- [Task item]:
Omitting all pictures, retype the entries below exactly as given.

(Point-per-instance localization data)
★ ★ ★ ★
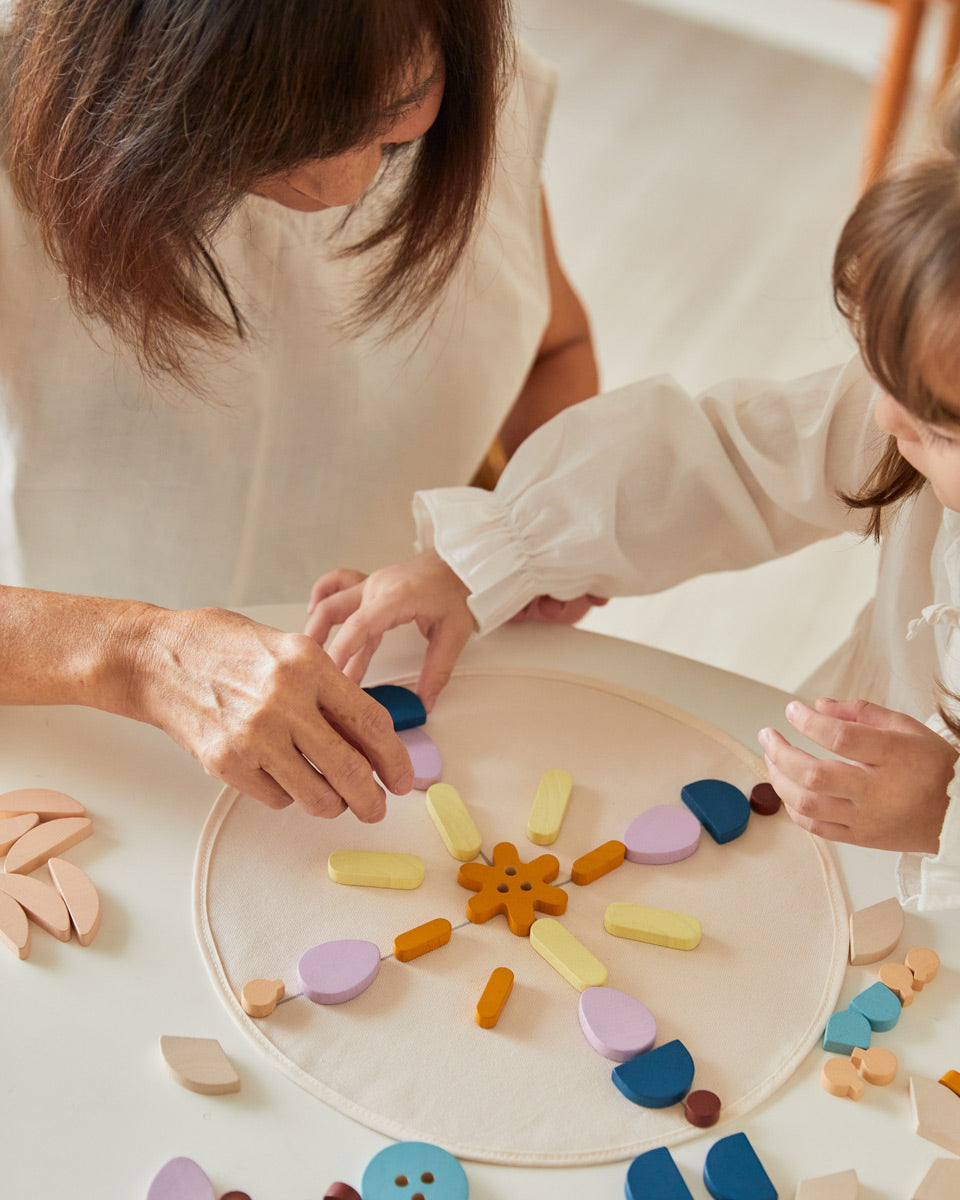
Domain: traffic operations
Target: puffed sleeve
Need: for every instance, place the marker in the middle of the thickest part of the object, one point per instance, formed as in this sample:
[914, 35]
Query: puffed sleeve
[637, 490]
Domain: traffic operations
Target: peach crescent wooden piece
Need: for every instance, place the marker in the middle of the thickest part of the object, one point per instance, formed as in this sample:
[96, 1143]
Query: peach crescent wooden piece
[549, 807]
[924, 964]
[936, 1113]
[13, 828]
[79, 895]
[567, 955]
[877, 1065]
[875, 931]
[421, 940]
[659, 927]
[493, 997]
[15, 928]
[42, 903]
[839, 1077]
[199, 1065]
[516, 889]
[376, 869]
[43, 841]
[42, 801]
[598, 862]
[259, 997]
[454, 822]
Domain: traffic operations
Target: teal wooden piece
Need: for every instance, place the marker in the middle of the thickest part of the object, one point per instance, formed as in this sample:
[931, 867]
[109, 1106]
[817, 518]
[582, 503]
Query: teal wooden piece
[721, 808]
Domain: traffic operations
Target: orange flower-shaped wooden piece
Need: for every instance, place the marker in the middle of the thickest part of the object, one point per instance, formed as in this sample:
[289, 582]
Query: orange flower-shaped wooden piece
[517, 889]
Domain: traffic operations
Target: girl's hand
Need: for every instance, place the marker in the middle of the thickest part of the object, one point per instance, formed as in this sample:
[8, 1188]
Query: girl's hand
[423, 589]
[888, 789]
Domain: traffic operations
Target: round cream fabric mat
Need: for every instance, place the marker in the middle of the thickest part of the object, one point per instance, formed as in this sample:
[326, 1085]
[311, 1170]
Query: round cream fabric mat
[407, 1059]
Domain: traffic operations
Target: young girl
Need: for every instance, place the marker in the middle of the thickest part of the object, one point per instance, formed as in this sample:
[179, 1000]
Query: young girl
[635, 491]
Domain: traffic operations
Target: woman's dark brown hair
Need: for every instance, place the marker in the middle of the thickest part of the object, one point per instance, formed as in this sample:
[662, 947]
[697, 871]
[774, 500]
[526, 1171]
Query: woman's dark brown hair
[133, 129]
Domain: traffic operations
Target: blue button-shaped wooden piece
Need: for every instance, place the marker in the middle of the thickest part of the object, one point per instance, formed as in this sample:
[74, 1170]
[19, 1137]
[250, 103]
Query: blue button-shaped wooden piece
[659, 1078]
[732, 1171]
[655, 1176]
[405, 706]
[721, 808]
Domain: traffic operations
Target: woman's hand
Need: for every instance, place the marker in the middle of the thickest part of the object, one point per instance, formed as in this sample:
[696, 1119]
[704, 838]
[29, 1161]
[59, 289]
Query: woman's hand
[888, 787]
[263, 711]
[421, 589]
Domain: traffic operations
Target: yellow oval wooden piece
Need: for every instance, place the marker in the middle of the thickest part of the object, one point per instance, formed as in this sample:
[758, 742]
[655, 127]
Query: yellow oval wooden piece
[549, 807]
[426, 937]
[659, 927]
[493, 997]
[376, 869]
[454, 822]
[567, 955]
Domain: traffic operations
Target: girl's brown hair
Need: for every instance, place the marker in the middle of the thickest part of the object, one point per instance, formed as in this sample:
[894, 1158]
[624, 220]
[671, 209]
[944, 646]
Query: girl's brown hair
[133, 129]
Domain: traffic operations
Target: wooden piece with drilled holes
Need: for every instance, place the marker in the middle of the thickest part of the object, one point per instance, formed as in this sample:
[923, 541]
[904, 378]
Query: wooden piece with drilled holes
[454, 822]
[199, 1065]
[549, 807]
[875, 931]
[42, 903]
[259, 997]
[597, 863]
[426, 937]
[493, 997]
[79, 895]
[43, 841]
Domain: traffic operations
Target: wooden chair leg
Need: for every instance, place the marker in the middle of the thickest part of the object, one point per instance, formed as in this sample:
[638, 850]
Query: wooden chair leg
[892, 87]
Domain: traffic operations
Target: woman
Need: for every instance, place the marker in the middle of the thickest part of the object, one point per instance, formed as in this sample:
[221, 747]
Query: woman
[265, 270]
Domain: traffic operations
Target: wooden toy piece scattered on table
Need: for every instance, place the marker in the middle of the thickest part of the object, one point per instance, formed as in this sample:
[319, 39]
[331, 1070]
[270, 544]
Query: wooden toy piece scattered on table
[924, 964]
[13, 828]
[659, 927]
[598, 862]
[839, 1077]
[79, 895]
[259, 997]
[880, 1006]
[723, 809]
[42, 801]
[42, 903]
[425, 757]
[43, 841]
[702, 1108]
[659, 1078]
[414, 1168]
[941, 1182]
[199, 1065]
[666, 833]
[936, 1113]
[549, 807]
[841, 1186]
[376, 869]
[493, 997]
[655, 1176]
[519, 891]
[181, 1179]
[846, 1031]
[875, 931]
[334, 972]
[454, 822]
[899, 978]
[765, 801]
[426, 937]
[405, 706]
[568, 957]
[732, 1171]
[15, 928]
[618, 1026]
[877, 1065]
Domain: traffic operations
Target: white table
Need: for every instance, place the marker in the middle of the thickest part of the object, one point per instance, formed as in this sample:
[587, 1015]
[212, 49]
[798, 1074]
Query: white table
[90, 1110]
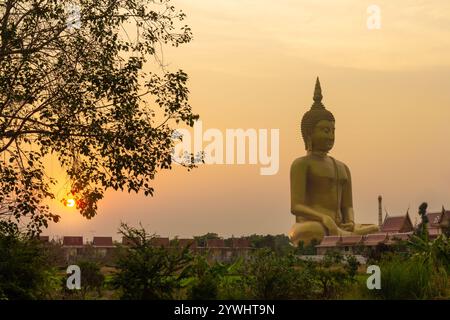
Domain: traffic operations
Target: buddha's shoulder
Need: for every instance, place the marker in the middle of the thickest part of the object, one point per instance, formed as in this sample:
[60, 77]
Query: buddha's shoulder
[301, 162]
[342, 165]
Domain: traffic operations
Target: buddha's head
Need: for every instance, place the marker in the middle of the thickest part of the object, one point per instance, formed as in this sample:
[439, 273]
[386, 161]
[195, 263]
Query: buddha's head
[318, 125]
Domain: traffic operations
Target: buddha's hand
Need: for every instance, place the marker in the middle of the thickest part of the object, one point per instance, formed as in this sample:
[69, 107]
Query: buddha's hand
[330, 225]
[349, 226]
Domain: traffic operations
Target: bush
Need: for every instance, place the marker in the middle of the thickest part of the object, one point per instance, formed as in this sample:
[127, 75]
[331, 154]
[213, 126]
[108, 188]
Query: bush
[407, 278]
[277, 277]
[24, 270]
[146, 272]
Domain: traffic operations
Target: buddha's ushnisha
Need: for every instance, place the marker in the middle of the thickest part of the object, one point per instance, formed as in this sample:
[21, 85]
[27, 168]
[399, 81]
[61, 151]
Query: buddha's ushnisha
[321, 187]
★ ★ ★ ★
- [Expected answer]:
Domain: traffic operations
Target: puffed sleeve
Need: for every instance, place the marker in the middle of the thickest part of the object, one point per instance, formed as in this sample:
[914, 35]
Query: puffed sleeve
[637, 490]
Domain: traffic operations
Target: peach crescent wooden piece
Need: for every instance, place the marker in the middle of the thickest part of the object, one point per instance, formed as in this sample:
[96, 1143]
Query: peach crescent wooden piece
[549, 807]
[924, 964]
[936, 1113]
[13, 828]
[79, 895]
[567, 955]
[877, 1065]
[875, 931]
[421, 940]
[659, 927]
[493, 997]
[15, 928]
[42, 903]
[839, 1077]
[199, 1065]
[516, 889]
[376, 869]
[43, 841]
[42, 801]
[598, 862]
[259, 997]
[454, 822]
Domain: traffic operations
Target: teal wooden piece
Need: for every instance, place the marker in the middle of the thickest part of the object, one point per instance, formed as in this sample:
[931, 867]
[109, 1106]
[817, 518]
[582, 503]
Query: teal wooden piece
[721, 808]
Domain: traffic operations
Target: orange flower-shaped wooden piece
Need: for every instance, place the marker in the middle of the thickest part of the object, one point per instance, formed as in this sample:
[289, 582]
Query: orange flower-shaped wooden piece
[517, 889]
Domain: traffic operations
Target: girl's hand
Need: for every instance, place the marker in the middle of the thickest part of the object, one point per instance, formed as in this sample:
[8, 1188]
Query: girl's hand
[423, 589]
[888, 789]
Domain: traffic operations
Target: round cream fabric mat
Need: for every instance, place the marker in the middle of the thickest part of the object, one point per instance, formed as in this sample:
[326, 1085]
[311, 1170]
Query: round cream fabric mat
[407, 1059]
Domain: traffic operations
Target: young girl
Need: for every instance, place the marker in the middle of the thickest part of the object, one point per instance, formed as in this sample:
[179, 1000]
Query: young girl
[635, 491]
Domain: traffic operations
Target: woman's dark brown hair
Need: for every instance, place the marker in the middle of the thickest part of the object, one point per instance, formed as in this sample:
[662, 947]
[697, 871]
[774, 500]
[526, 1171]
Query: woman's dark brown hair
[133, 129]
Domain: traffic operations
Target: blue button-shaped wooden piece
Need: for every instance, place the marker in the middle of the thickest part of the object, one point per instance, formed as in this sample:
[74, 1170]
[19, 1137]
[250, 103]
Query: blue button-shaped wooden piece
[659, 1078]
[732, 1171]
[655, 1176]
[405, 706]
[721, 808]
Domain: traffic operations
Target: woman's hand
Need: for every instance, place the marker in the middle of the thickest part of the object, one point per instance, formed as in this sample:
[696, 1119]
[704, 838]
[29, 1161]
[59, 289]
Query: woman's hand
[888, 787]
[263, 711]
[421, 589]
Domain: traffic operations
Target: yellow oval wooden piece
Need: for every instance, place the marker in the middle of the thickest part of the object, one point per instance, formed as in this sample:
[758, 742]
[655, 127]
Query: yellow oval wooden piece
[549, 807]
[426, 937]
[659, 927]
[493, 997]
[376, 869]
[454, 822]
[567, 955]
Domain: traffic operations
Target: girl's brown hair
Need: for every instance, place the marker in the middle of the thickest part of the object, one point per instance, formed as in this sample:
[894, 1158]
[624, 220]
[671, 209]
[944, 646]
Query: girl's brown hair
[133, 129]
Domain: traffic operations
Target: wooden piece with drilled holes
Need: for every instance, place the marker in the middle of the thickest part of the object, one point per instance, formed as in this sample:
[923, 541]
[904, 378]
Query: wooden piece with drilled holes
[454, 822]
[199, 1065]
[549, 807]
[875, 931]
[42, 903]
[259, 997]
[597, 863]
[426, 937]
[493, 997]
[79, 895]
[43, 841]
Domain: traffic operations
Target: wooden chair leg
Need: for every instance, place the marker in the middle of the thickest part of the object, one point per instance, formed as in this sample:
[638, 850]
Query: wooden chair leg
[892, 87]
Domain: traffic operations
Target: woman
Need: for every instance, place the marker in the middle of the thickest part of the object, one point per instance, formed as in this sample:
[221, 747]
Query: woman
[265, 270]
Domain: traffic operations
Target: wooden toy piece scattered on table
Need: for every instance, place the marker in the middle of the thickest part of the object, one point per instance, formed as in this sample:
[319, 39]
[331, 1070]
[270, 544]
Query: wooden toy piece scattered on table
[924, 964]
[13, 828]
[659, 927]
[598, 862]
[839, 1077]
[79, 895]
[259, 997]
[880, 1006]
[723, 809]
[42, 801]
[42, 903]
[425, 757]
[43, 841]
[702, 1108]
[659, 1078]
[414, 1168]
[941, 1182]
[199, 1065]
[666, 833]
[936, 1113]
[549, 807]
[841, 1186]
[376, 869]
[493, 997]
[655, 1176]
[519, 891]
[181, 1179]
[846, 1031]
[875, 931]
[334, 972]
[454, 822]
[899, 978]
[765, 801]
[426, 937]
[405, 706]
[568, 957]
[732, 1171]
[15, 928]
[618, 1026]
[877, 1065]
Domain: traffic operations
Target: white table
Need: for every instance, place the marker in the middle of the thickest part of the object, one point per instance, formed as in this sample:
[587, 1015]
[212, 49]
[798, 1074]
Query: white table
[90, 1110]
Domain: traffic operations
Target: buddha's shoulder
Need: for every instance, place the marker in the middle of the thickest part of the object, one point per instance, formed as in this sample:
[60, 77]
Query: buddha's shoulder
[301, 162]
[342, 165]
Domain: traffic operations
Target: buddha's head
Need: for every instance, place the marker in the middle of the thickest part of the object, one point per instance, formed as in this sample:
[439, 273]
[386, 161]
[195, 263]
Query: buddha's head
[318, 125]
Domain: traffic operations
Target: buddha's hand
Need: for every instance, place the marker in the middle of the thickest part of the object, one point per instance, formed as in this sample:
[69, 107]
Query: buddha's hand
[330, 225]
[349, 226]
Domain: traffic operations
Target: bush
Need: for every instance, place the marker in the middle of the thickest part of the object, one point per instance, formed as in this sample:
[127, 75]
[331, 154]
[213, 126]
[108, 188]
Query: bush
[407, 278]
[277, 277]
[24, 270]
[146, 272]
Domain: traffic operations
Target: buddha's ushnisha
Need: for every instance, place the marker in the middle of the thickest part of the object, one point per instance, formed as in this sample:
[21, 85]
[27, 168]
[399, 81]
[61, 151]
Query: buddha's ushnisha
[321, 187]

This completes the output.